§ LESETEXT
· · ·
Samira – Biographische Anekdote – Einatmen

Einatmen

Spital Bülach. Drei Tage nach Weihnachten 1964. Während meiner Geburt drang der Duft von frisch gebratener Rösti durch die halb offene Zimmertür. Meine Mutter presste kurz nach Mitternacht mit letzter Kraft mein Köpfchen durch den engen Geburtskanal. Aufatmend kullerten ein paar Schweisstropfen über ihr hübsches Gesicht. Geschafft. Gleissend helles Licht und Röstiduft aus dem angrenzenden Schwesternzimmer waren meine ersten Eindrücke von dieser Welt. Mein Vater konnte sein Glück nicht fassen, als er sah, dass ich ein Mädchen war. Er durfte mich im warmen Wasser baden. Dieser Empfang war für meinen kleinen Körper wie Balsam. Die starken Arme meines Vaters gaben mir ein Gefühl von Geborgenheit.
· · ·
§ AUSZÜGE AUS EINTRÄGEN
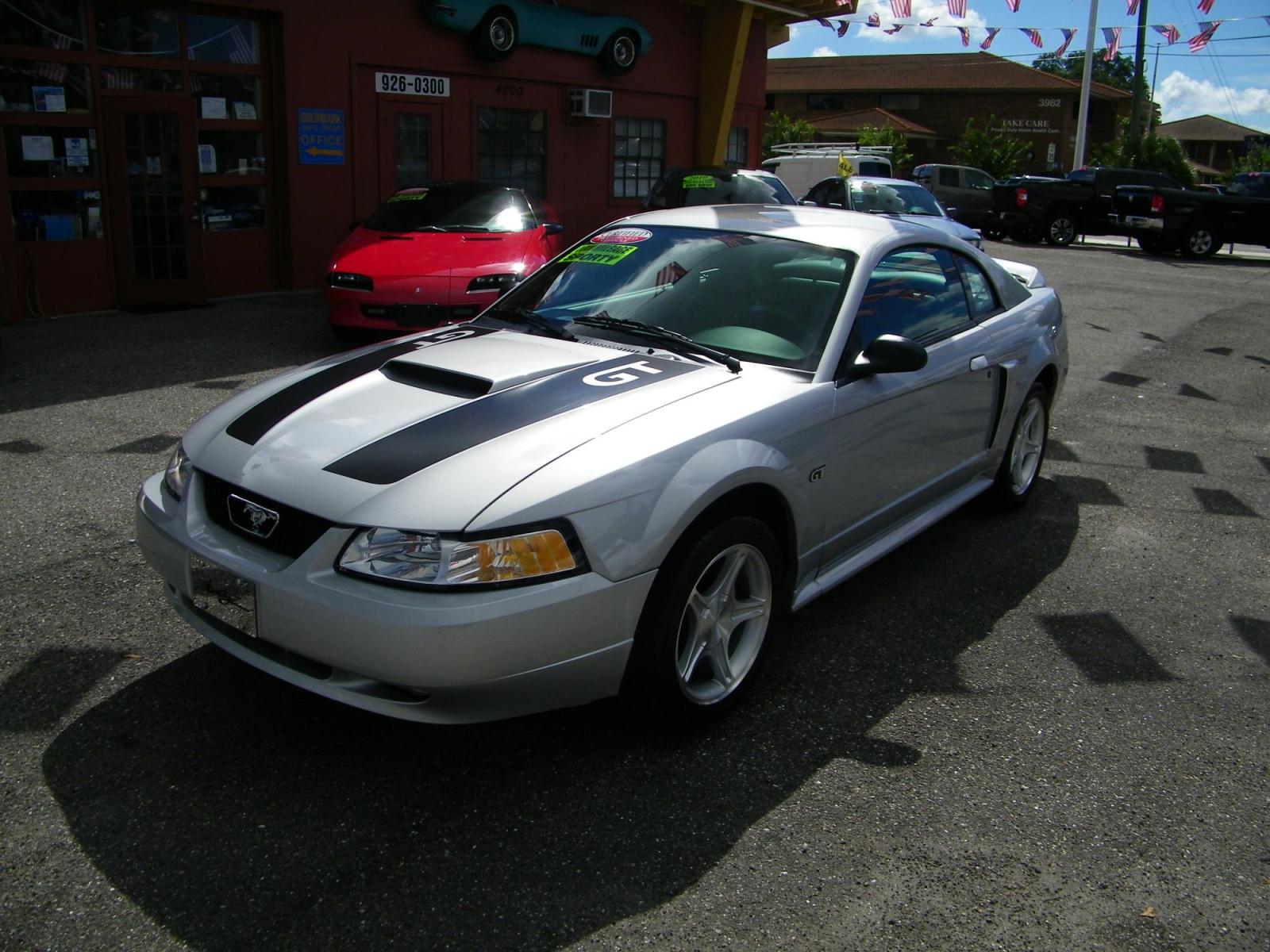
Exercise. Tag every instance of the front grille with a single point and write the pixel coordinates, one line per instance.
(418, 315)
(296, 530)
· · ·
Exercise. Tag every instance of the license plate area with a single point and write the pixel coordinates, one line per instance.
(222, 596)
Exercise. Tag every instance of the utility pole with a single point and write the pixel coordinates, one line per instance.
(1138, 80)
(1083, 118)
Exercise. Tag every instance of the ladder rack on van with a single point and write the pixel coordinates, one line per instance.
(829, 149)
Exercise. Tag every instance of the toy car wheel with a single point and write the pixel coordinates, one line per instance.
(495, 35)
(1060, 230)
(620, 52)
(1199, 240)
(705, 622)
· · ·
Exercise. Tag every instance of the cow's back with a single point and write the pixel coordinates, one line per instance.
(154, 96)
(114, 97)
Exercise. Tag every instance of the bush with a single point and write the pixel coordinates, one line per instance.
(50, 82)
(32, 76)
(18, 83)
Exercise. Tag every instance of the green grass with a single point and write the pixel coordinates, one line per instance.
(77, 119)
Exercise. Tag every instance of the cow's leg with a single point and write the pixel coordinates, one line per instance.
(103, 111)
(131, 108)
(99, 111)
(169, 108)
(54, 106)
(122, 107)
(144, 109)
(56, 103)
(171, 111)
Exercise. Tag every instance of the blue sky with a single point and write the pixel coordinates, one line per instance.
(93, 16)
· · ·
§ ZU LÖSENDE AUFGABEN
a. Zitiere aus der Geburtsanekdote im Lesetext wortgetreu den Abschnitt von „Spital Bülach. Drei“ bis „Gefühl von Geborgenheit.“.
b. Wo und wann fand laut der Geburtsanekdote im Lesetext die Geburt statt?
c. Setze die Anekdote über die Geburt im Spital Bülach nach ihrem letzten Satz fort.

§ ERGEBNISSE JE AUFGABE
a.
Spital Bülach. Drei Tage nach Weihnachten 1964. Während meiner Geburt drang der Duft von frisch gebratener Rösti durch die halb offene Zimmertür. Meine Mutter presste kurz nach Mitternacht mit letzter Kraft mein Köpfchen durch den engen Geburtskanal. Aufatmend kullerten ein paar Schweisstropfen über ihr hübsches Gesicht. Geschafft. Gleissend helles Licht und Röstiduft aus dem angrenzenden Schwesternzimmer waren meine ersten Eindrücke von dieser Welt. Mein Vater konnte sein Glück nicht fassen, als er sah, dass ich ein Mädchen war. Er durfte mich im warmen Wasser baden. Dieser Empfang war für meinen kleinen Körper wie Balsam. Die starken Arme meines Vaters gaben mir ein Gefühl von Geborgenheit.

b. Im Spital Bülach, drei Tage nach Weihnachten 1964.

c.
In der Nachbarschaft lebte zu jener Zeit eine befreundete Familie. Während ich im Bauch meiner Mutter heranwuchs, starben die Eltern dieser Familie kurz hintereinander und hinterliessen vier kleine Kinder. Meine Eltern versprachen ihren Freunden am Sterbebett, die Kinder bei sich aufzunehmen. So wurde ich in eine Grossfamilie hinein geboren. Meine Mutter spürte, solange ich in ihrem Bauch war, eine aussergewöhnliche Kraft. Jedoch nach meiner Geburt fiel diese Energie zusammen. Ein tiefer Erschöpfungszustand übermannte sie.
Meine Eltern waren rund um die Uhr von dieser Kinderschar in Beschlag genommen. Im tiefsten Winter wurde ich in kuschlige Decken gehüllt und im Kinderwagen auf die geschützte Terrasse geschoben. Sie wollten mich vom Trubel im Haus fernhalten. Dies gab mir die Gelegenheit, oft in der geistigen Welt bei meinen Freunden zu weilen.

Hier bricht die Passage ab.